> **Required work**
[a] Summarize the ExxonMobil commentary in two sentences.
[b] Reproduce the ExxonMobil commentary verbatim, from "That is just" to "12 board members.".

> **Excerpt**
++++
Control over one-third of ExxonMobil’s board of directors was captured by climate activists at the recent annual shareholder meeting.
Wall Street Journal columnist Holman Jenkins dismissed the astonishing accomplishment as a “pseudo-event” — one “arranged or brought about merely for the sake of the publicity it generates.”
That is just wrong.
The oil giant has now contracted a chronic management-level cancer that may very well spread and be fatal in just a few years – not only to ExxonMobil’s oil business but to our (relatively) free-market economy, standard of living, and political system.
First, it’s important to note that the activists don’t actually own one-third of ExxonMobil.
But they are able to exert that much control over the company because acting through ideologically aligned institutional investors, they have now succeeded in installing four of ExxonMobil’s 12 board members.
Keep in mind that the institutional investors don’t even really own ExxonMobil for themselves but rather own it on behalf of pension plans and other investors who don’t necessarily align with the institutional investors’ left-wing politics.
The climate activists did not get their agents elected to ExxonMobil’s board for publicity purposes as Jenkins suggests or, as they advertise, to save ExxonMobil from being stuck in the oil business as the world moves to save the planet with green energy.
Climate has always has been about political power. UK Prime Minister Margaret Thatcher promoted climate alarm in the 1980s as a means of breaking the death grip coal miners had on the British economy.
President Obama, whose policies drove the destruction of 95 percent of the coal industry market value from 2011-2016, didn’t destroy the coal industry during the 2010s to improve the climate.
He destroyed it because it was a well-moneyed and powerful political force standing in the way of his radical socialist agenda. And at any climate protest nowadays, you will see people carrying signs that proclaim, “System Change, Not Climate Change.”
The left-wing activists leading today’s radical climate movement aren’t stupid people. They know that even if there were no ExxonMobil, global emissions would still be increasing with no end in sight.
They know nothing happens in our world without fossil fuels. They’ve heard of China. And they know that the U.S. could stop emitting today and forever and it would not matter to climate. Even President Biden and his climate envoy John Kerry have both publicly admitted this.
Since the 1917 Bolshevik Revolution, leftists shave been looking to spread their revolution. It what’s they spend their full-time jobs doing.
While they have had a mixed track record in capturing and permanently seizing nations (e.g., the Soviet Union failed but Communist China is alive and kicking), they have had a fairly steady track record of infiltrating and capturing U.S. institutions – think unions, universities, charities and just about everything else.
Leftists are focused, disciplined, persistent, and patient. They plan and execute their plans well.
In his 2004 book, “Biz-War and the Out-of-Power Elite: The Progressive-Left Attack on the Corporation,” George Washington University professor Jarol Mannheim described how wealthy left-wing activists got together after the 1980 election of President Ronald Reagan to plan their attack to capture and turn corporations into tools of the left.
Fast forward 40 years and we can see how this has worked out. From corporate media to Big Tech to professional sports to the U.S. Chamber of Commerce and beyond, left-wing activists have had incredible success in steadily infiltrating, capturing, and turning large brand-name businesses to their own political ends.
++++
> **Dataset entries**
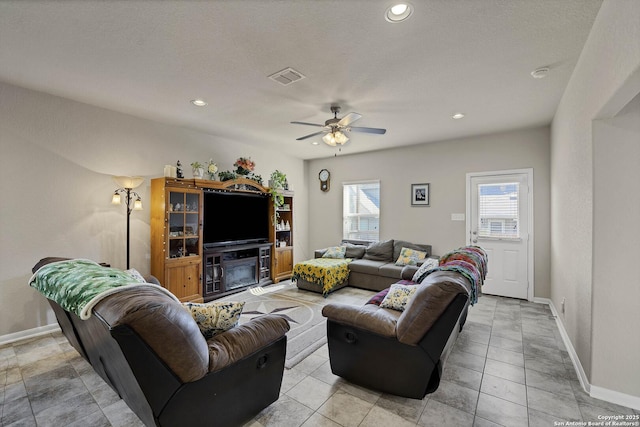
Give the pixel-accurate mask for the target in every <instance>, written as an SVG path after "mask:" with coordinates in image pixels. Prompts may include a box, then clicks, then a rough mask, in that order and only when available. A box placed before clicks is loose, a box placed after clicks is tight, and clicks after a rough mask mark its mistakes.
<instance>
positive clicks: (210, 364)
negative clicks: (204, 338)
mask: <svg viewBox="0 0 640 427" xmlns="http://www.w3.org/2000/svg"><path fill="white" fill-rule="evenodd" d="M289 328H290V326H289V322H287V320H286V319H284V318H283V317H280V316H277V315H273V314H267V315H264V316H260V317H256V318H254V319H252V320H250V321H249V322H247V323H243V324H241V325H238V326H236V327H235V328H231V329H229V330H228V331H226V332H223V333H221V334H219V335H216V336H214V337H213V338H210V339H208V340H207V345H208V346H209V372H215V371H218V370H220V369H223V368H225V367H226V366H229V365H231V364H233V363H235V362H237V361H239V360H241V359H243V358H244V357H246V356H249V355H250V354H252V353H255V352H256V351H259V350H260V349H262V348H264V347H266V346H268V345H269V344H271V343H273V342H275V341H277V340H278V339H280V338H282V336H284V335H285V334H286V333H287V332H288V331H289Z"/></svg>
++++
> **Solutions to each task**
[a] The commentary argues that climate activists, working through ideologically aligned institutional investors, installed four of ExxonMobil's 12 board members, and it rejects the view that this was a mere publicity event. It contends that climate has always been about political power and that left-wing activists have steadily infiltrated and captured U.S. institutions, including large brand-name businesses.

[b]
That is just wrong.
The oil giant has now contracted a chronic management-level cancer that may very well spread and be fatal in just a few years – not only to ExxonMobil’s oil business but to our (relatively) free-market economy, standard of living, and political system.
First, it’s important to note that the activists don’t actually own one-third of ExxonMobil.
But they are able to exert that much control over the company because acting through ideologically aligned institutional investors, they have now succeeded in installing four of ExxonMobil’s 12 board members.